* Travail à faire: Reproduisez telles quelles toutes les lignes des données ci-dessous, en omettant les images.
******
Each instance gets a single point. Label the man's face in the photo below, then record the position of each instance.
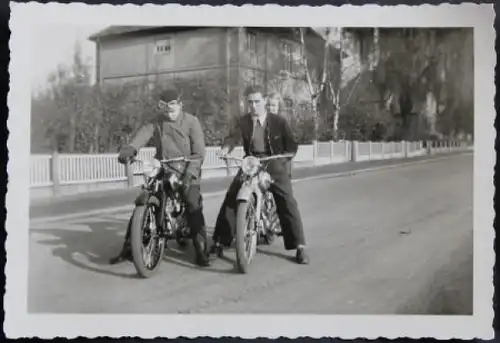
(170, 109)
(256, 104)
(273, 105)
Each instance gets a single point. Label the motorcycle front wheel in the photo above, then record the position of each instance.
(147, 246)
(246, 236)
******
* Réponse:
Each instance gets a single point. Label the man's face in the photo below, then record the position of each instance.
(170, 109)
(256, 104)
(273, 105)
Each instance gets a single point. Label the motorcycle front wheel in the photo above, then record the position of each instance.
(147, 246)
(246, 236)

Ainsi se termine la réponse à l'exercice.